## Goal
Copy out the lines of the listing below, word for word, from its first line through the line containing "xmin=91 ymin=151 xmax=98 ymax=181", both included. Leave the pictures out of your copy.

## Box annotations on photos
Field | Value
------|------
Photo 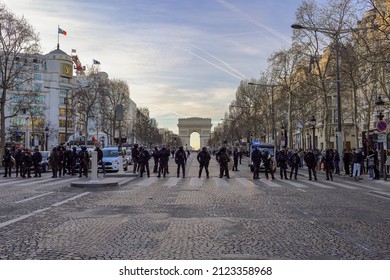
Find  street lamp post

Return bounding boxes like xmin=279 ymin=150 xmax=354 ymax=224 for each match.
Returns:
xmin=248 ymin=82 xmax=279 ymax=144
xmin=291 ymin=24 xmax=388 ymax=159
xmin=291 ymin=24 xmax=344 ymax=158
xmin=45 ymin=126 xmax=49 ymax=151
xmin=310 ymin=116 xmax=316 ymax=150
xmin=375 ymin=96 xmax=387 ymax=180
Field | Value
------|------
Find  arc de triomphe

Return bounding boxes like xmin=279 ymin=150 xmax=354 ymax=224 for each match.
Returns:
xmin=177 ymin=118 xmax=213 ymax=148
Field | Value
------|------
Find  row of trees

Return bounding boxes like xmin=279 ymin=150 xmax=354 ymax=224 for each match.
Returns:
xmin=0 ymin=4 xmax=180 ymax=153
xmin=213 ymin=0 xmax=390 ymax=151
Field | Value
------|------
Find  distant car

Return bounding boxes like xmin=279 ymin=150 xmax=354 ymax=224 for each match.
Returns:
xmin=248 ymin=141 xmax=276 ymax=172
xmin=39 ymin=151 xmax=51 ymax=172
xmin=98 ymin=147 xmax=128 ymax=171
xmin=125 ymin=150 xmax=133 ymax=165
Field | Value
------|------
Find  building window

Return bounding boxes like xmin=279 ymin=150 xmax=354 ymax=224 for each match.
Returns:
xmin=34 ymin=84 xmax=42 ymax=92
xmin=34 ymin=73 xmax=42 ymax=81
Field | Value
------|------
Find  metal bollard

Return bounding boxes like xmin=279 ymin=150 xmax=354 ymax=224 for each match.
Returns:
xmin=91 ymin=151 xmax=98 ymax=181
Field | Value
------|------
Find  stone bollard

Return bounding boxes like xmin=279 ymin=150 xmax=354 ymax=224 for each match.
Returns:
xmin=90 ymin=151 xmax=98 ymax=182
xmin=117 ymin=151 xmax=125 ymax=174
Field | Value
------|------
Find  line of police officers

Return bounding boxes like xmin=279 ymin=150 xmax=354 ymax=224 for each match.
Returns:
xmin=2 ymin=146 xmax=91 ymax=178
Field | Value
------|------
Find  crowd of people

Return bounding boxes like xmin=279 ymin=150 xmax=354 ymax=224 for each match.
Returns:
xmin=2 ymin=145 xmax=92 ymax=178
xmin=2 ymin=144 xmax=379 ymax=181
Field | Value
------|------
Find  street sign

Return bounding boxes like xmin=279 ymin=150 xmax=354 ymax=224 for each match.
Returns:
xmin=376 ymin=120 xmax=387 ymax=131
xmin=377 ymin=133 xmax=387 ymax=143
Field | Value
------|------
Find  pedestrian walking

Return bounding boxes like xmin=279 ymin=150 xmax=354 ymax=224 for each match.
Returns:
xmin=196 ymin=147 xmax=211 ymax=178
xmin=95 ymin=146 xmax=106 ymax=175
xmin=278 ymin=150 xmax=288 ymax=180
xmin=2 ymin=148 xmax=13 ymax=177
xmin=323 ymin=149 xmax=334 ymax=181
xmin=32 ymin=148 xmax=42 ymax=177
xmin=131 ymin=144 xmax=140 ymax=174
xmin=232 ymin=148 xmax=240 ymax=171
xmin=49 ymin=147 xmax=60 ymax=178
xmin=289 ymin=150 xmax=301 ymax=180
xmin=157 ymin=146 xmax=171 ymax=178
xmin=175 ymin=146 xmax=187 ymax=178
xmin=22 ymin=149 xmax=33 ymax=178
xmin=261 ymin=149 xmax=275 ymax=180
xmin=367 ymin=150 xmax=375 ymax=180
xmin=342 ymin=149 xmax=352 ymax=175
xmin=304 ymin=149 xmax=317 ymax=181
xmin=70 ymin=147 xmax=80 ymax=176
xmin=138 ymin=147 xmax=152 ymax=177
xmin=333 ymin=150 xmax=340 ymax=175
xmin=352 ymin=149 xmax=363 ymax=181
xmin=215 ymin=147 xmax=230 ymax=179
xmin=78 ymin=146 xmax=90 ymax=178
xmin=251 ymin=147 xmax=261 ymax=179
xmin=152 ymin=147 xmax=159 ymax=173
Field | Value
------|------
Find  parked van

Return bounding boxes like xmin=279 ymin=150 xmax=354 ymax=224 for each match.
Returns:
xmin=248 ymin=141 xmax=276 ymax=172
xmin=98 ymin=147 xmax=128 ymax=171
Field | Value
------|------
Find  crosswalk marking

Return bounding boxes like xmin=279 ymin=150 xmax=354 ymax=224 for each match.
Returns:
xmin=329 ymin=181 xmax=358 ymax=190
xmin=308 ymin=181 xmax=334 ymax=189
xmin=259 ymin=179 xmax=282 ymax=187
xmin=162 ymin=178 xmax=181 ymax=187
xmin=235 ymin=178 xmax=256 ymax=187
xmin=286 ymin=180 xmax=309 ymax=188
xmin=214 ymin=178 xmax=229 ymax=187
xmin=190 ymin=178 xmax=204 ymax=187
xmin=134 ymin=177 xmax=158 ymax=186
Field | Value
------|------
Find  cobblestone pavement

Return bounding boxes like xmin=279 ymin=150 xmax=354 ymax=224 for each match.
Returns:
xmin=0 ymin=154 xmax=390 ymax=260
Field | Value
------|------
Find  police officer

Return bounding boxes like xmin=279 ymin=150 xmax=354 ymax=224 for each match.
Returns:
xmin=251 ymin=148 xmax=261 ymax=179
xmin=152 ymin=147 xmax=159 ymax=173
xmin=157 ymin=147 xmax=171 ymax=178
xmin=32 ymin=148 xmax=42 ymax=177
xmin=3 ymin=148 xmax=12 ymax=177
xmin=69 ymin=147 xmax=78 ymax=176
xmin=78 ymin=146 xmax=89 ymax=178
xmin=278 ymin=150 xmax=288 ymax=180
xmin=215 ymin=147 xmax=230 ymax=179
xmin=289 ymin=150 xmax=301 ymax=180
xmin=49 ymin=147 xmax=60 ymax=178
xmin=304 ymin=149 xmax=317 ymax=181
xmin=175 ymin=146 xmax=187 ymax=178
xmin=196 ymin=147 xmax=211 ymax=178
xmin=14 ymin=148 xmax=24 ymax=177
xmin=233 ymin=148 xmax=240 ymax=171
xmin=131 ymin=144 xmax=140 ymax=174
xmin=22 ymin=149 xmax=33 ymax=178
xmin=261 ymin=149 xmax=275 ymax=180
xmin=95 ymin=146 xmax=106 ymax=174
xmin=139 ymin=147 xmax=152 ymax=177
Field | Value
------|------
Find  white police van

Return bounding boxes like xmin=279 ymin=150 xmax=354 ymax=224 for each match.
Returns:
xmin=248 ymin=141 xmax=276 ymax=172
xmin=98 ymin=147 xmax=128 ymax=171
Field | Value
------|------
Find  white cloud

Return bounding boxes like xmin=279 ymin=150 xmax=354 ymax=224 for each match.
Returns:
xmin=5 ymin=0 xmax=299 ymax=132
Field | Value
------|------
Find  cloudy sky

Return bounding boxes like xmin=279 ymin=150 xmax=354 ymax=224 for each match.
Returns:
xmin=4 ymin=0 xmax=301 ymax=139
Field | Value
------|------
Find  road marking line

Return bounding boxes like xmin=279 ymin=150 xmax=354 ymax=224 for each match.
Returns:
xmin=286 ymin=180 xmax=309 ymax=188
xmin=214 ymin=178 xmax=229 ymax=187
xmin=162 ymin=178 xmax=181 ymax=187
xmin=15 ymin=192 xmax=54 ymax=204
xmin=0 ymin=192 xmax=90 ymax=228
xmin=259 ymin=179 xmax=282 ymax=188
xmin=329 ymin=181 xmax=358 ymax=190
xmin=235 ymin=178 xmax=256 ymax=187
xmin=307 ymin=180 xmax=334 ymax=189
xmin=190 ymin=178 xmax=204 ymax=187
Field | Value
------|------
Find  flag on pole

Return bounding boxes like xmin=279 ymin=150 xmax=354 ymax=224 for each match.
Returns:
xmin=58 ymin=27 xmax=66 ymax=36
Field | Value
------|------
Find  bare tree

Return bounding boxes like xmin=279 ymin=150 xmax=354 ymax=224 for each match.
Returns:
xmin=0 ymin=4 xmax=39 ymax=153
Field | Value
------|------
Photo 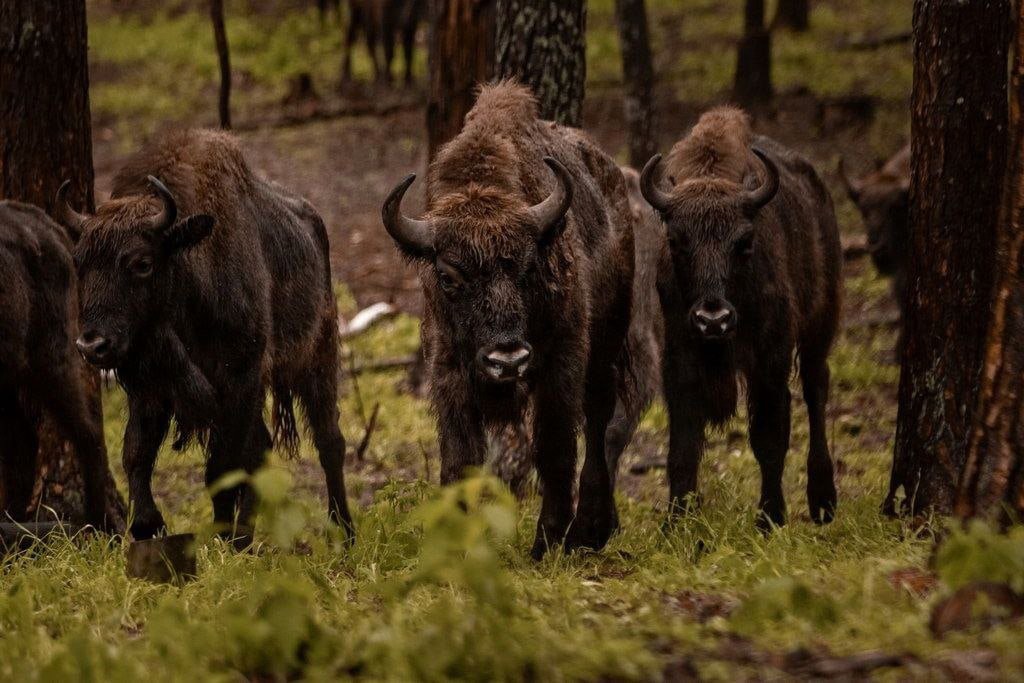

## Output of the task
Field | Value
------|------
Photo 
Find  street lamp post

Return bounding boxes like xmin=279 ymin=150 xmax=354 ymax=224 for each match.
Returns:
xmin=248 ymin=82 xmax=279 ymax=144
xmin=291 ymin=24 xmax=388 ymax=159
xmin=291 ymin=24 xmax=344 ymax=158
xmin=45 ymin=126 xmax=49 ymax=151
xmin=310 ymin=116 xmax=316 ymax=150
xmin=375 ymin=96 xmax=387 ymax=180
Field | Value
------|------
Find  arc de triomphe

Return bounding boxes like xmin=279 ymin=150 xmax=354 ymax=224 for each match.
Returns:
xmin=177 ymin=118 xmax=213 ymax=148
Field | Value
------|------
Find  row of trees

Return bounding boxes like xmin=279 ymin=150 xmax=354 ymax=224 for each match.
Returns:
xmin=0 ymin=4 xmax=180 ymax=153
xmin=213 ymin=0 xmax=390 ymax=151
Field | Value
------|------
Find  distant car

Return bounding boxes like xmin=279 ymin=150 xmax=354 ymax=224 for each match.
Returns:
xmin=248 ymin=141 xmax=276 ymax=172
xmin=39 ymin=151 xmax=51 ymax=172
xmin=98 ymin=147 xmax=128 ymax=171
xmin=125 ymin=150 xmax=133 ymax=165
Field | Value
------|------
Find  building window

Return bounding boxes like xmin=279 ymin=150 xmax=354 ymax=224 for each match.
Returns:
xmin=34 ymin=84 xmax=42 ymax=92
xmin=34 ymin=73 xmax=42 ymax=81
Field | Value
------|------
Find  metal bollard

Return bounding boxes like xmin=279 ymin=150 xmax=354 ymax=224 for each match.
Returns:
xmin=91 ymin=151 xmax=98 ymax=181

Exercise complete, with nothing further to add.